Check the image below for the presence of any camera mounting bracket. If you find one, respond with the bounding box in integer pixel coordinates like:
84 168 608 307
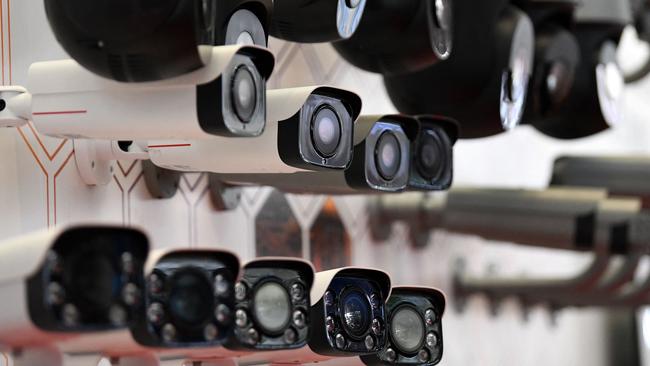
208 174 242 211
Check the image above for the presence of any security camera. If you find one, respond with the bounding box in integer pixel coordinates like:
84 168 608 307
384 0 535 138
551 156 650 205
59 248 240 364
238 268 391 365
333 0 453 74
213 115 419 194
45 0 271 82
271 0 372 43
534 0 631 139
0 46 274 141
0 226 149 348
361 287 446 366
149 86 361 174
408 116 460 191
520 0 580 125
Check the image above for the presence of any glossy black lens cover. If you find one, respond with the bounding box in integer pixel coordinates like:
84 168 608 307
131 251 239 348
409 116 459 191
278 88 358 171
361 287 445 366
332 0 453 75
27 227 149 332
271 0 364 43
309 275 387 356
225 261 313 350
196 51 271 137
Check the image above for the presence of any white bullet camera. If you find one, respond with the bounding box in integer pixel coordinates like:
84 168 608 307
220 115 419 194
0 226 149 348
149 86 361 174
3 46 274 140
59 249 240 364
361 287 446 366
239 268 391 365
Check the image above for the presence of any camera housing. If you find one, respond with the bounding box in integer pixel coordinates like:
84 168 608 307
213 115 419 195
149 86 361 174
361 287 446 366
25 46 275 140
384 0 535 138
45 0 272 82
534 0 631 139
408 116 460 191
0 226 149 348
519 0 580 125
332 0 453 75
238 267 391 366
130 250 240 348
218 258 314 351
271 0 366 43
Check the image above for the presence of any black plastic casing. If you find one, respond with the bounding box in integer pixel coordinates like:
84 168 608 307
45 0 217 82
333 0 453 75
27 227 149 333
309 273 388 357
196 50 274 137
408 116 460 191
361 287 446 366
224 259 314 351
345 115 420 193
534 22 626 140
278 88 361 171
130 250 239 348
270 0 368 43
384 0 532 138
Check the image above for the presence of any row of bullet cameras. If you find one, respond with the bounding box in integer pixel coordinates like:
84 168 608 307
0 226 445 366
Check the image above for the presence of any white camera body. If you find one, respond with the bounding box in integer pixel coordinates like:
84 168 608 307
0 226 149 348
148 86 361 174
237 267 391 366
2 46 275 140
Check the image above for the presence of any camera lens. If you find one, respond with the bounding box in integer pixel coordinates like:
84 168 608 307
415 131 445 180
375 132 402 180
390 307 425 354
64 251 120 316
169 269 214 328
311 106 342 158
232 65 257 122
341 289 372 338
253 282 291 333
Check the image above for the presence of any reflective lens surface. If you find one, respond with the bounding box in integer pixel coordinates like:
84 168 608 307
253 282 291 333
390 307 425 353
232 65 257 122
417 131 445 180
311 107 342 157
341 290 372 337
169 270 214 327
375 132 402 180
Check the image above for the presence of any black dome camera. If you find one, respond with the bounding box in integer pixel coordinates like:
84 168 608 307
385 0 534 138
333 0 453 74
45 0 271 82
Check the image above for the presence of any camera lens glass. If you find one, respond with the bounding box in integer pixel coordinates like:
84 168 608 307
232 65 257 122
64 251 119 315
390 307 425 354
169 269 214 328
311 106 342 158
416 131 445 180
253 282 291 333
375 132 402 180
341 289 372 337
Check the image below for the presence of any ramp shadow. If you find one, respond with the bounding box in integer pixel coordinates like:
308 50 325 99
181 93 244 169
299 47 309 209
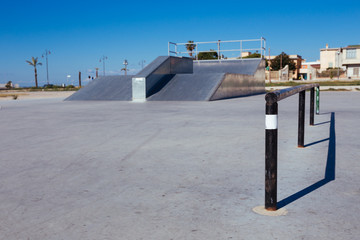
277 112 336 209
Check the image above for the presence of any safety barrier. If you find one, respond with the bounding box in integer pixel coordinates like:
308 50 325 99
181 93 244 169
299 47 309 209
265 84 320 211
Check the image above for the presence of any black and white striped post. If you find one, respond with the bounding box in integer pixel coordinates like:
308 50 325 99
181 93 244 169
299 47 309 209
310 88 315 126
298 90 305 148
265 102 278 211
265 84 319 211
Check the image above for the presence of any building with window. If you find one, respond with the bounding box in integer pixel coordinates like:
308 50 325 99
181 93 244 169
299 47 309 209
320 44 342 71
342 45 360 78
320 44 360 78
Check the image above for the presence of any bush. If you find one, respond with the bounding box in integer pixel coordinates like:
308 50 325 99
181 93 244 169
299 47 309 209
5 81 12 89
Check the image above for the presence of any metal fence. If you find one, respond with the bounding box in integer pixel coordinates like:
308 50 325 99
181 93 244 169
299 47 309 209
168 37 266 60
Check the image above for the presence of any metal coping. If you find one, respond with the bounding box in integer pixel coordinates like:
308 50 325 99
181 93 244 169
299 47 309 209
265 83 319 103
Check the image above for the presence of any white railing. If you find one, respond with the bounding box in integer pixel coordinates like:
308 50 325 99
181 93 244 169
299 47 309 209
168 37 266 60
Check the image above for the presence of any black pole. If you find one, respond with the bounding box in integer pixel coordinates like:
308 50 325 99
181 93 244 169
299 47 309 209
316 86 320 114
310 88 315 126
298 90 305 148
265 102 278 211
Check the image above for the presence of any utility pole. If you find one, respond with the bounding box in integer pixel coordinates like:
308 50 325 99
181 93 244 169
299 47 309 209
99 56 107 76
42 49 51 85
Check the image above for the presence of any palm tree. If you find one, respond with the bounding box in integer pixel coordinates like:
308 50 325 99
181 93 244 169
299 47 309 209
26 57 42 87
185 41 196 57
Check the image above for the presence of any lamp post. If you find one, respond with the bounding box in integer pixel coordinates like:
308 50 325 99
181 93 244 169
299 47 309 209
66 74 71 85
121 59 129 76
139 60 145 70
336 49 340 80
99 56 107 76
42 49 51 85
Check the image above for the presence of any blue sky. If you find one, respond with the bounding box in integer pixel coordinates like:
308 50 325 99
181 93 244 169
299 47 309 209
0 0 360 86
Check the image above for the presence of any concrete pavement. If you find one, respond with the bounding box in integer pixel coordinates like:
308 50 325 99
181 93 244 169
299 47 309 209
0 92 360 240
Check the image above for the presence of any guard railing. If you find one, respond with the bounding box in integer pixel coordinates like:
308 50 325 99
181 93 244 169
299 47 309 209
265 84 320 211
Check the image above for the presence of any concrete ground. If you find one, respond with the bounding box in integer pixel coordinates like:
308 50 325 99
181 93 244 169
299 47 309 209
0 92 360 240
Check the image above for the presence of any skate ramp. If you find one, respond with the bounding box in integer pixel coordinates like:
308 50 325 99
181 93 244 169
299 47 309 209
65 56 265 101
65 75 133 101
147 59 265 101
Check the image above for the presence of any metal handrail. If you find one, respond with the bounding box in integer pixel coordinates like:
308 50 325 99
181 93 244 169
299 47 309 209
168 37 266 60
265 83 320 211
265 83 319 103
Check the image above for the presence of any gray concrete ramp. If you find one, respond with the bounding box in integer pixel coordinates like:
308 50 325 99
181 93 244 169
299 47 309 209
66 56 265 101
65 76 133 101
147 59 265 101
147 73 225 101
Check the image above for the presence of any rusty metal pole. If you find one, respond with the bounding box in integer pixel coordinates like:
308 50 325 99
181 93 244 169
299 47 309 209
298 90 305 148
310 88 315 126
265 102 278 211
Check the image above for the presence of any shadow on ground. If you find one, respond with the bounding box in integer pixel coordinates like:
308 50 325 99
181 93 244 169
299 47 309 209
277 112 336 208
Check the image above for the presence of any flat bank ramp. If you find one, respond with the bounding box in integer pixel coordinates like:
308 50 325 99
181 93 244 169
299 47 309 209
146 73 225 101
147 59 265 101
65 75 133 101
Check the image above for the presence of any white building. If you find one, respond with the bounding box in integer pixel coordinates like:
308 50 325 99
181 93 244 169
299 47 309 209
320 44 360 78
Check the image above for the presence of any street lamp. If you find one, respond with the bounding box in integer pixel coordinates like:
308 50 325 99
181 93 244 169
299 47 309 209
66 75 71 85
42 49 51 85
121 59 129 76
139 60 146 70
99 56 107 76
336 49 340 80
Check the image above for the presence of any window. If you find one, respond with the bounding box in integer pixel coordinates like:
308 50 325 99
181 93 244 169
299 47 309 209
346 49 356 59
353 68 359 76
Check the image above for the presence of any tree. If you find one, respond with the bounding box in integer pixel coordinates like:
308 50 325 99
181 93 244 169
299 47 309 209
198 49 219 60
271 52 296 71
26 57 42 87
185 41 196 57
243 53 261 58
5 81 12 89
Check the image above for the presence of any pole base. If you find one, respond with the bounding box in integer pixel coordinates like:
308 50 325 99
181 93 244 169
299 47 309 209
252 206 288 217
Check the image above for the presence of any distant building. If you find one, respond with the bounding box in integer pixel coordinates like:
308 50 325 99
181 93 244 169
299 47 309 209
265 54 303 79
341 45 360 77
320 44 360 78
320 44 341 71
300 59 320 80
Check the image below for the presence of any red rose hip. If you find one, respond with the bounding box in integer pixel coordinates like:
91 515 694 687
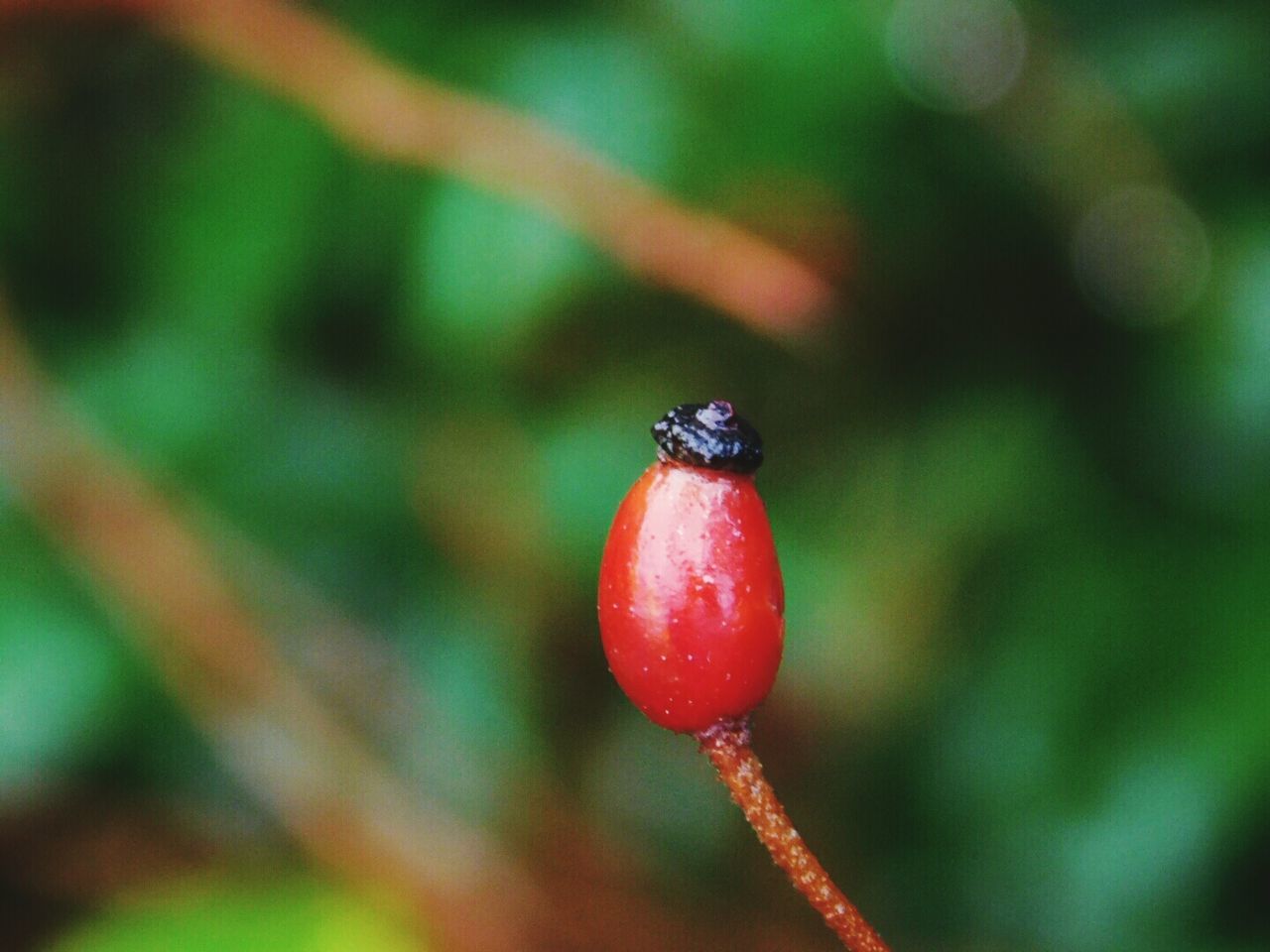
599 400 785 733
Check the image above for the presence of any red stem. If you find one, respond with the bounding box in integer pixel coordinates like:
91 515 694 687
696 720 890 952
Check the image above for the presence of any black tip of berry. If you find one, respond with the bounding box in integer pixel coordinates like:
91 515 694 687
653 400 763 472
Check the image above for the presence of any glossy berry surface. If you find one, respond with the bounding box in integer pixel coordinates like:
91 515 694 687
599 401 785 733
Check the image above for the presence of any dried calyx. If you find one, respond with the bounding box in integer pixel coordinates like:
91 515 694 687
653 400 763 472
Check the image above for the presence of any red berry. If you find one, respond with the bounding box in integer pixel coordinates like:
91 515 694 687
599 400 785 733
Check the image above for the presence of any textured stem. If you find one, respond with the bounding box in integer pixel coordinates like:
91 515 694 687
696 720 890 952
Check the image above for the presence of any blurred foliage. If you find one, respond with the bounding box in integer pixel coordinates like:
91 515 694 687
0 0 1270 952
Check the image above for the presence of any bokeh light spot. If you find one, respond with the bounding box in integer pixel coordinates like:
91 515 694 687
886 0 1028 113
1072 186 1210 323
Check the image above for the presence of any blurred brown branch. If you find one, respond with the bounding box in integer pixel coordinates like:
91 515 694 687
0 302 530 949
139 0 833 335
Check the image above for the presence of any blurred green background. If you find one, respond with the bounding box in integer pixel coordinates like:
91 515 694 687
0 0 1270 952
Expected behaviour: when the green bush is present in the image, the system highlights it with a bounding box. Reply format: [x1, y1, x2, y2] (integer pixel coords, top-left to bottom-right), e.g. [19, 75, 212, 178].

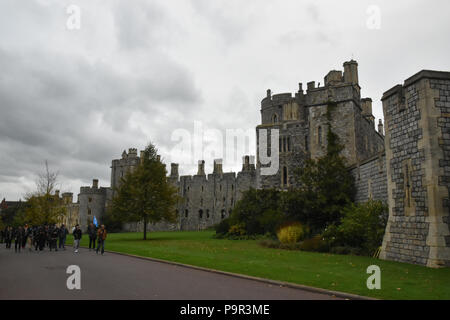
[299, 234, 329, 252]
[277, 222, 306, 244]
[323, 200, 387, 255]
[215, 218, 230, 236]
[216, 189, 284, 238]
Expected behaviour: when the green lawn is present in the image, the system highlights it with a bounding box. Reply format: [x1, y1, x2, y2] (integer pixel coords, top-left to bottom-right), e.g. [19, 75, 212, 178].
[68, 231, 450, 299]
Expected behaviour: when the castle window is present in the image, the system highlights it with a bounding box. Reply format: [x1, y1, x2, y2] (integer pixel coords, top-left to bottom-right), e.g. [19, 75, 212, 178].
[282, 167, 287, 186]
[317, 126, 322, 145]
[272, 113, 278, 123]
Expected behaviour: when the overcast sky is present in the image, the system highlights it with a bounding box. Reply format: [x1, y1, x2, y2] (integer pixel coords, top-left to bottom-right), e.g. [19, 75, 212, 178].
[0, 0, 450, 200]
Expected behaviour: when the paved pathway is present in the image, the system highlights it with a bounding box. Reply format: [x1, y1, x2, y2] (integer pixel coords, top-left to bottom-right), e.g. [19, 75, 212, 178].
[0, 244, 336, 300]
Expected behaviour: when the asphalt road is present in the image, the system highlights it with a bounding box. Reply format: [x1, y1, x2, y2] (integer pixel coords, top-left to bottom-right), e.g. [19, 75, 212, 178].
[0, 244, 336, 300]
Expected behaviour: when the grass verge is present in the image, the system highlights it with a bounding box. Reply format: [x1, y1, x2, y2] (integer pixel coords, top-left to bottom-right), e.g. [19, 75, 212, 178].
[68, 231, 450, 299]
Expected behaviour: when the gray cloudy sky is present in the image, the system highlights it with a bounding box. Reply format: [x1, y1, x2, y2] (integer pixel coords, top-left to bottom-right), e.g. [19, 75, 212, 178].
[0, 0, 450, 200]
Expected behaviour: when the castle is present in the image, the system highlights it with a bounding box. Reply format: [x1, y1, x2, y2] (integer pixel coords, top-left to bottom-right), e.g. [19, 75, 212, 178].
[65, 60, 450, 267]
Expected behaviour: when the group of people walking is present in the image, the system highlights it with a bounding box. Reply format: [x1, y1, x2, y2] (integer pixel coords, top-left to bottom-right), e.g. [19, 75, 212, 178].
[0, 223, 107, 254]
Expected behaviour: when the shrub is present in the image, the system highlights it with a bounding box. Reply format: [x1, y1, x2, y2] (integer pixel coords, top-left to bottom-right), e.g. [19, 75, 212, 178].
[228, 223, 247, 236]
[299, 234, 329, 252]
[323, 200, 387, 255]
[215, 218, 230, 236]
[277, 222, 306, 244]
[221, 189, 284, 236]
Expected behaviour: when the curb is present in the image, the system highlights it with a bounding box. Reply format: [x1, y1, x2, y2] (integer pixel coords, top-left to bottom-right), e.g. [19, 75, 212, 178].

====================

— Brief —
Give the data from its first line through the line containing "384 0 532 138" as a Markdown table with the columns No. and Content, one numbered row per line. Skip blank lines and leave the pictures out.

— Written response —
| No. | Content |
|---|---|
| 1 | Check the image below for the presence of any camera mounting bracket. If you find one, respond with the bounding box in integer pixel coordinates like: |
| 2 | 84 168 608 307 |
| 3 | 208 174 242 211 |
| 4 | Check the image above for the presence of any security camera. If you find one, respond with the bounding box in integer pixel coordinates like: |
| 5 | 84 168 608 307 |
| 6 | 384 0 535 138 |
| 7 | 551 156 650 205 |
| 8 | 59 248 240 364 |
| 9 | 238 268 391 365 |
| 10 | 333 0 453 74 |
| 11 | 213 115 419 194 |
| 12 | 45 0 271 82 |
| 13 | 271 0 372 43 |
| 14 | 534 0 631 139 |
| 15 | 0 46 274 141 |
| 16 | 0 226 149 348 |
| 17 | 361 287 446 366 |
| 18 | 149 86 361 174 |
| 19 | 408 116 460 191 |
| 20 | 520 0 580 125 |
| 21 | Check the image above for the presence of any glossy black lens cover. If you find one, respond with the bounding box in integer pixel coordinates like: |
| 22 | 84 168 608 307 |
| 23 | 131 251 239 348 |
| 24 | 409 116 459 191 |
| 25 | 278 88 358 171 |
| 26 | 361 287 445 366 |
| 27 | 332 0 453 75 |
| 28 | 27 227 149 332 |
| 29 | 271 0 364 43 |
| 30 | 309 275 387 356 |
| 31 | 225 261 313 350 |
| 32 | 196 51 271 137 |
| 33 | Check the image above for the presence of any white bullet camera. If you find one, respond with the bounding box in integer pixel coordinates like: |
| 34 | 84 168 608 307 |
| 35 | 220 115 419 194 |
| 36 | 0 226 149 348 |
| 37 | 149 86 361 174 |
| 38 | 3 46 274 140 |
| 39 | 59 249 240 364 |
| 40 | 361 287 446 366 |
| 41 | 239 268 391 365 |
| 42 | Check the image above for the presence of any camera housing. If you find one, respond with the bounding box in integer pixel coordinates like: |
| 43 | 84 168 608 307 |
| 44 | 213 115 419 195 |
| 45 | 149 86 361 174 |
| 46 | 361 287 446 366 |
| 47 | 25 46 275 140 |
| 48 | 384 0 535 138 |
| 49 | 45 0 272 82 |
| 50 | 534 0 631 139 |
| 51 | 408 116 460 191 |
| 52 | 0 226 149 348 |
| 53 | 519 0 580 125 |
| 54 | 332 0 453 75 |
| 55 | 238 267 391 366 |
| 56 | 130 250 240 348 |
| 57 | 218 258 314 351 |
| 58 | 271 0 366 43 |
| 59 | Check the image above for the presence of any black plastic casing. If you find one, respond with the bounding box in integer pixel coordinates like: |
| 60 | 84 168 608 307 |
| 61 | 45 0 217 82 |
| 62 | 333 0 453 75 |
| 63 | 27 227 149 333 |
| 64 | 309 273 388 357 |
| 65 | 196 50 274 137 |
| 66 | 408 116 460 191 |
| 67 | 361 287 446 366 |
| 68 | 224 259 314 351 |
| 69 | 345 115 420 193 |
| 70 | 534 22 626 140 |
| 71 | 278 88 361 171 |
| 72 | 130 250 239 348 |
| 73 | 270 0 368 43 |
| 74 | 384 0 532 138 |